** start EXERCISE MATERIAL **

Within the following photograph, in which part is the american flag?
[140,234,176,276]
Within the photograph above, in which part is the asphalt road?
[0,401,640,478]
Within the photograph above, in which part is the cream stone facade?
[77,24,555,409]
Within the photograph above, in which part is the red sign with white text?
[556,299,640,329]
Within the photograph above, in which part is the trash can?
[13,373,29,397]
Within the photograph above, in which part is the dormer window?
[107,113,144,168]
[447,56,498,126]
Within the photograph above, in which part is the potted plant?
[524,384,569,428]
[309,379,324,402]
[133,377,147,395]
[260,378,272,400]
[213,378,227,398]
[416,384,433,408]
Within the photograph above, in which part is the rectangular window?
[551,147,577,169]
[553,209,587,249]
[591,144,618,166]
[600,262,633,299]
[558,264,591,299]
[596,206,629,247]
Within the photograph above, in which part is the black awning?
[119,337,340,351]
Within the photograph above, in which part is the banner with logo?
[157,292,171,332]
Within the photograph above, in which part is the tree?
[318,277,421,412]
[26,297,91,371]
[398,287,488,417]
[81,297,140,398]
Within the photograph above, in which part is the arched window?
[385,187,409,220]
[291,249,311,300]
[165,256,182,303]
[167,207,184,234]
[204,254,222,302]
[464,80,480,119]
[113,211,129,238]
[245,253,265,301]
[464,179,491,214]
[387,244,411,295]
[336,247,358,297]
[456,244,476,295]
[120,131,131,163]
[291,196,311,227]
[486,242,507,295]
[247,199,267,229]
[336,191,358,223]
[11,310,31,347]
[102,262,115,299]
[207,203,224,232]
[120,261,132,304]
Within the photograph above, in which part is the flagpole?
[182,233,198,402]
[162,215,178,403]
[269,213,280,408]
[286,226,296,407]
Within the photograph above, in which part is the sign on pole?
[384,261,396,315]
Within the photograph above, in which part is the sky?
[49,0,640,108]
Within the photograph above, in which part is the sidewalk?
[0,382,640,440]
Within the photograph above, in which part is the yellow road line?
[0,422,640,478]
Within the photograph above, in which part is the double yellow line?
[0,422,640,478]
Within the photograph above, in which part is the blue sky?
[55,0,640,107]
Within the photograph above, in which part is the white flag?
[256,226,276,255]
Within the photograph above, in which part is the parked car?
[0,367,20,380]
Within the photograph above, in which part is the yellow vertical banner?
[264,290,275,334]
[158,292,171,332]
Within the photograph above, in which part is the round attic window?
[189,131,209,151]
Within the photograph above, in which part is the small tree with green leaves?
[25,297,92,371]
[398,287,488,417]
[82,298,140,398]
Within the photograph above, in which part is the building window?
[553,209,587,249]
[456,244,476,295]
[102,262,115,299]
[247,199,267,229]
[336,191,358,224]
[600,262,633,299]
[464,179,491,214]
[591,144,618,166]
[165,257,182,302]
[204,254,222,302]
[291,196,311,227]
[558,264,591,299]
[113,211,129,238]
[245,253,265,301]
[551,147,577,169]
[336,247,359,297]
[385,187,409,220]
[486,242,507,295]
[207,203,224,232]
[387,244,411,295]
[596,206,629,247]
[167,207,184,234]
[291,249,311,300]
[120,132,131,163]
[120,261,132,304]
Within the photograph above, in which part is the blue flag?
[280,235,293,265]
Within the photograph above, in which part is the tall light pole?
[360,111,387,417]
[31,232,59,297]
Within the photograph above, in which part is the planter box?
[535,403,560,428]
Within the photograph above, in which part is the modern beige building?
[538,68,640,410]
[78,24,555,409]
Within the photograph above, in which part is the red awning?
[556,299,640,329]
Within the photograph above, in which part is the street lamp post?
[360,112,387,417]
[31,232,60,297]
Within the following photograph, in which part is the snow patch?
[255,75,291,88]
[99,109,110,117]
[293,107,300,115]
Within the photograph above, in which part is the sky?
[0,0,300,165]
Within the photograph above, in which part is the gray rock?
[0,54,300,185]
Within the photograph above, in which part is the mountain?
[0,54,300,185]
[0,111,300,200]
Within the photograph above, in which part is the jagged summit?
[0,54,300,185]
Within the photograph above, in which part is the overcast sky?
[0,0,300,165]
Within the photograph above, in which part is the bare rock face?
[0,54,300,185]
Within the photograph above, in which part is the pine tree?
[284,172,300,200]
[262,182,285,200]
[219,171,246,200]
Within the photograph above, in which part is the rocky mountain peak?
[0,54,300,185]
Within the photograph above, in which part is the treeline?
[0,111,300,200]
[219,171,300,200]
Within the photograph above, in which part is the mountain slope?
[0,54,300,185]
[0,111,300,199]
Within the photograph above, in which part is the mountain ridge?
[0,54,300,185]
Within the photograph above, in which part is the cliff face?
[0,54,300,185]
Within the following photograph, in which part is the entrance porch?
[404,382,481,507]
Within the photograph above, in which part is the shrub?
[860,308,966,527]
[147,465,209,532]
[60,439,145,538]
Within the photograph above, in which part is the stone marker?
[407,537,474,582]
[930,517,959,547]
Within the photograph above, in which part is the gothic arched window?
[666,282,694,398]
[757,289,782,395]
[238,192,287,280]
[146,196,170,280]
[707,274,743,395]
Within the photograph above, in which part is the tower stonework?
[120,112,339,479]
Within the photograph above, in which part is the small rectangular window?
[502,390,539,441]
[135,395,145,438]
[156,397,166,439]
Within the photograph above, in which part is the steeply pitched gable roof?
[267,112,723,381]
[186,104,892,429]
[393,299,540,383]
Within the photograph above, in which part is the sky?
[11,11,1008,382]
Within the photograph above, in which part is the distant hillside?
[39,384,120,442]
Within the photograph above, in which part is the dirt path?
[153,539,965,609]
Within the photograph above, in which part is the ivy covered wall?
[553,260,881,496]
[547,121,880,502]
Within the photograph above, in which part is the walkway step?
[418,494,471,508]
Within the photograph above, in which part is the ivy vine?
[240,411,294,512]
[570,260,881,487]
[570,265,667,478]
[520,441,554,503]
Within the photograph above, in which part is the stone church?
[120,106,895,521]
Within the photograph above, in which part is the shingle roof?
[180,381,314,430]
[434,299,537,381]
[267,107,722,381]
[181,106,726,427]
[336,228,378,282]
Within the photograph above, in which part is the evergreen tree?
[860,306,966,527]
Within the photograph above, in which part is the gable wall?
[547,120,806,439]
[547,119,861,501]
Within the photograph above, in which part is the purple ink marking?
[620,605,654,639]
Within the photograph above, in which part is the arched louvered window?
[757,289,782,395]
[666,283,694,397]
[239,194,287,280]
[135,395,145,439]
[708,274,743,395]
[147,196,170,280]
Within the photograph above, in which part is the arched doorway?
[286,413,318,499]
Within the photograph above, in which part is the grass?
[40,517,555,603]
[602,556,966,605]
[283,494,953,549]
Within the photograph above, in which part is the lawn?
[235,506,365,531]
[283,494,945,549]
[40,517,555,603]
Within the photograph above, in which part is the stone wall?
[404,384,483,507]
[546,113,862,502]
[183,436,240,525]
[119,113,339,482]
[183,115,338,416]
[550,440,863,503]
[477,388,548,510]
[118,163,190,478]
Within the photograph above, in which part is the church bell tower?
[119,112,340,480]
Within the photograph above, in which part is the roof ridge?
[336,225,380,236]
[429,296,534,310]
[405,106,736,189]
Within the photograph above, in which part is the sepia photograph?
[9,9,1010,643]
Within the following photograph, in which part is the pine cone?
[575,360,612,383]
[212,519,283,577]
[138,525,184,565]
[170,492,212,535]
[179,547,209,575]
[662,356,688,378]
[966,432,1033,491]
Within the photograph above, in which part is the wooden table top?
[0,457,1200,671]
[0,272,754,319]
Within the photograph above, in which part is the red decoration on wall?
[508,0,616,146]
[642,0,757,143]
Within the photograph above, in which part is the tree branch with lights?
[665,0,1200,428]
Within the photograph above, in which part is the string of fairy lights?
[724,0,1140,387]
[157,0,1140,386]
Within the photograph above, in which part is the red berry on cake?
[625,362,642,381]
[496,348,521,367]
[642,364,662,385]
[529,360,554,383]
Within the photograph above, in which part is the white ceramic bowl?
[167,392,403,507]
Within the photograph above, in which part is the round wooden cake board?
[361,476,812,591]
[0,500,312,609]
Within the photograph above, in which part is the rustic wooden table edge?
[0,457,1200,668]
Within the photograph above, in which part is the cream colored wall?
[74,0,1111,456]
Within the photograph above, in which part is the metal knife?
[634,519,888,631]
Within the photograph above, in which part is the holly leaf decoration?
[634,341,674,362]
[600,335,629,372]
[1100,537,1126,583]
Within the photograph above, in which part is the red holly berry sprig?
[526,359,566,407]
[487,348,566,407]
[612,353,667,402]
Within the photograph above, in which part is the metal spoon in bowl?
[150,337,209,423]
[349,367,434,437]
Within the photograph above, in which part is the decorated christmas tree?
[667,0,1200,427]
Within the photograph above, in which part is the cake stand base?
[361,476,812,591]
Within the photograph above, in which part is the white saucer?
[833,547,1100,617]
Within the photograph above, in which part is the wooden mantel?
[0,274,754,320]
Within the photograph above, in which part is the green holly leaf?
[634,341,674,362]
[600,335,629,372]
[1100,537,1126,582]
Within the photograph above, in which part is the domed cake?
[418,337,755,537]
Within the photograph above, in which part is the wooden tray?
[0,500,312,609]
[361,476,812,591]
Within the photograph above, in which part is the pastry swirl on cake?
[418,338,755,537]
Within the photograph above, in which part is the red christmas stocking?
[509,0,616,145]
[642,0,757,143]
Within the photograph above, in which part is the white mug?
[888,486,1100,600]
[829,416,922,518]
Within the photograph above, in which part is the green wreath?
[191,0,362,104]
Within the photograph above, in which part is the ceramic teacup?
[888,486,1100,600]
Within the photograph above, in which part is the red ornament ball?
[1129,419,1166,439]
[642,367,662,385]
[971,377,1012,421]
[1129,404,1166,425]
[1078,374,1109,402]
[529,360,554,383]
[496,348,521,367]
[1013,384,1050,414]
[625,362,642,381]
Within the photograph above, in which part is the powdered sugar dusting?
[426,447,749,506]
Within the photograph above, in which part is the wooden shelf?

** end EXERCISE MATERIAL **

* WHAT YOU WILL DO *
Please turn the items from the line containing "Within the photograph above, in which part is the walkway" through the line containing "[283,494,953,549]", both lines included, into a two-column CSV with the header item_text,answer and one row per item. Put the item's text and its answer each in a single quoted field, with any line breaks replaced by spaces.

* RIGHT ANSWER *
item_text,answer
"Within the photograph above, in which part is the walkway step?","[418,494,471,508]"
"Within the photograph above, in which part is the ivy vine?","[240,411,294,512] [570,260,881,487] [570,265,667,478] [520,441,554,503]"
"Within the photograph above, in which part is the stone church?","[120,106,895,521]"
"Within the photograph above, in which part is the shingle roof?","[180,381,314,430] [434,299,537,381] [267,107,722,381] [181,106,726,427] [336,228,378,282]"
"Within the photograph above, in which part is the evergreen tree?","[860,306,966,527]"
"Within the photograph above, in which part is the gable wall?","[547,120,806,439] [547,119,861,501]"
"Within the photograph above, in which part is the purple ink marking?","[620,605,654,639]"
"Within the photograph above, in which part is the arched louvered window?","[757,289,782,395] [666,283,694,397] [239,194,287,280] [135,395,145,439] [708,274,743,395] [147,196,170,280]"
"Within the photograph above, in which part is the arched doorway?","[286,413,318,499]"
"Within the photograph above, in which part is the grass?","[40,517,555,603] [602,556,966,605] [283,494,953,549]"